Question

In: Finance

In a few paragraphs, please explain the following: Compare the sustainable growth rate with the actual...

In a few paragraphs, please explain the following:

Compare the sustainable growth rate with the actual growth rate in sales. From the graph below, what problems did management face over this period?

Provide analysis of the calculations listed and why they are necessary.

Explain how this data justifies a large raise for the operations manager.

2012 2013 2014 2015 2016
% Profit Margin 6.00 7.00 4.60 5.20 7.20
% Retention Ratio 99.50 100.00 100.00 100.00 100.00
Asset Turnover 1.33 2.02 1.92 2.07 2.64
Financial Leverage 1.61 1.69 1.57 1.57 1.64
% Growth rate in sales 46.80 84.60 13.10 25.90 57.10
Annual Sustainable Growth rate 12.78% 23.90% 13.87% 16.90% 31.17%
Actual Growth Rate 46.80% 84.60% 13.10% 25.90% 57.10%

Solutions

Expert Solution

1. Sustainable growth rate depends on how much are the profits, and how much is retained by the company. Basically sustainable growth rate is Profit * retention ratio. A high Revenue growth coupled with increasing profit margin percentages, coupled with high retention-- this causes high sustainable growth rate.
────────────────────
- **Set tasks**:
A) Answer these about the growth-rate question page:
(i) What percentage profit margin does the table give for 2014?
(ii) What annual sustainable growth rate is shown for 2016?
(iii) According to the solution, sustainable growth rate is basically the product of which two things?
B) Transcribe the growth-rate question page from "Expert Solution" up to and including "sustainable growth rate.".
C) Write the next part of the solution on the growth-rate question page, starting after its final sentence.
The rows below have no part in any of this.

- **Excerpted data**:
────────────────────
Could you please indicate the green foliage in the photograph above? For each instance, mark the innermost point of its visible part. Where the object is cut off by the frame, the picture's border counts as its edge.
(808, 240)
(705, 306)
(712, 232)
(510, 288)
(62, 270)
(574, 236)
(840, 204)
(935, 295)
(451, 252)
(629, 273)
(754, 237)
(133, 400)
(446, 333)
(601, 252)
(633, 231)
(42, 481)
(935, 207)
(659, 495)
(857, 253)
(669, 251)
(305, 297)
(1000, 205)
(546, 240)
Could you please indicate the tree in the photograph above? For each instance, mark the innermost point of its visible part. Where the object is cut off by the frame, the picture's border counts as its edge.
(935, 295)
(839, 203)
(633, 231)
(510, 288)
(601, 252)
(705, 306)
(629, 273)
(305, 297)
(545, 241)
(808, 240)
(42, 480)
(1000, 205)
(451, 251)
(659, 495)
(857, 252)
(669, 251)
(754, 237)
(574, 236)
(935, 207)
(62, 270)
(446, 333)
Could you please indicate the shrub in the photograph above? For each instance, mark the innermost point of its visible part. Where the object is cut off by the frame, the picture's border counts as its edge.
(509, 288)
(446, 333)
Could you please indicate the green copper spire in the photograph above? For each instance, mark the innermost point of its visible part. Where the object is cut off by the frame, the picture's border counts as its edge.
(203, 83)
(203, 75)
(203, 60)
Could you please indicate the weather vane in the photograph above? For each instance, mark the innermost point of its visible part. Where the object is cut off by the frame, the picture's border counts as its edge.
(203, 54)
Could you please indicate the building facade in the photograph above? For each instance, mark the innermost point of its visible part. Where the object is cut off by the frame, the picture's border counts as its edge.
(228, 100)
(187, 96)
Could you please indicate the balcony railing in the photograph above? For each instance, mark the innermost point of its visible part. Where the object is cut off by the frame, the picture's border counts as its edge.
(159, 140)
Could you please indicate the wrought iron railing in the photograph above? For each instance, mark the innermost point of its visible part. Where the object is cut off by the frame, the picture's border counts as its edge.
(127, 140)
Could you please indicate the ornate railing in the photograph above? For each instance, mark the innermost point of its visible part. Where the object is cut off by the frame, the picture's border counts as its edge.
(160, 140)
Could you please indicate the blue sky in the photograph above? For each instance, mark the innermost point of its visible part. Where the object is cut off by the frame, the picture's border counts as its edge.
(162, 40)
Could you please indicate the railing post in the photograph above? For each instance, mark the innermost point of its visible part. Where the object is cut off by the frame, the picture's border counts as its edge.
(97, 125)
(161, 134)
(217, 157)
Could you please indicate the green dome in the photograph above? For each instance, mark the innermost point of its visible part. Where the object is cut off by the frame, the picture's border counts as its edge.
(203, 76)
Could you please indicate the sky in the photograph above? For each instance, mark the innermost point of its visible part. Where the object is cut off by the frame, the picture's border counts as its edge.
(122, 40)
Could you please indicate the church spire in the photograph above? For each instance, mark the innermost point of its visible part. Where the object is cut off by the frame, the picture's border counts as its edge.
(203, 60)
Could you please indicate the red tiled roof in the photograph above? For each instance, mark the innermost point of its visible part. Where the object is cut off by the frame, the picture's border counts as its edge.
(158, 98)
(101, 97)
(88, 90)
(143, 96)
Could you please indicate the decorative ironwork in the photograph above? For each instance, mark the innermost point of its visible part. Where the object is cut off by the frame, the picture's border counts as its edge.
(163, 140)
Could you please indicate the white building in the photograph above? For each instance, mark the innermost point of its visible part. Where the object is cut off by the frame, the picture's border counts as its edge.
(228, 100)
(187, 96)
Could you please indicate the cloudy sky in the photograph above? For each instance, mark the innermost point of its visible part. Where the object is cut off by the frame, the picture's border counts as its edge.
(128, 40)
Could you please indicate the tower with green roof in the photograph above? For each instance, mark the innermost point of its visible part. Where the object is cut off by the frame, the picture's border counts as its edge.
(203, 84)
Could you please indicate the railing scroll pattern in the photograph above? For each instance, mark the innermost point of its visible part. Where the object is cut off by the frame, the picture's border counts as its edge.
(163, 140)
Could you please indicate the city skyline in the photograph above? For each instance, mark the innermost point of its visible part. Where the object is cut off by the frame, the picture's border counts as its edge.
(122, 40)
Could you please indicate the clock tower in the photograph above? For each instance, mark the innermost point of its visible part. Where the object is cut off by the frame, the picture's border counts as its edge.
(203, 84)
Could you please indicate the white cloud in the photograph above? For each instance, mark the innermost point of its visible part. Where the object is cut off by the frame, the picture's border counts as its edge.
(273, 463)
────────────────────
- **Responses to the exercise**:
A)
(i) 4.60
(ii) 31.17%
(iii) Profit and retention ratio

B)
Expert Solution

1. Sustainable growth rate depends on how much are the profits, and how much is retained by the company. Basically sustainable growth rate is Profit * retention ratio. A high Revenue growth coupled with increasing profit margin percentages, coupled with high retention-- this causes high sustainable growth rate.

C)
In year 2012, 2013 sales increased substantially as seen from % growth in sales. Profit margins were 6 and 7 percentage of the revenues and  Almost 100 % of the profits were retained. Hence Sustainable growth rates were high and increasing.

In 2014, sales growth was low, on top of that profit margin was low, so sustainable growth rate was low.

As sales and profit margins increased in next two years, (coupled with 100% retention), sustainable growth rates also increased.

2. One evident problem faced by the management is high debt. Thats why Fiancnial leverage ratios (which is debt/ equity ratio) are very high, and hence because of the high interest rates to be paid after revenue, profit margins are very low every year.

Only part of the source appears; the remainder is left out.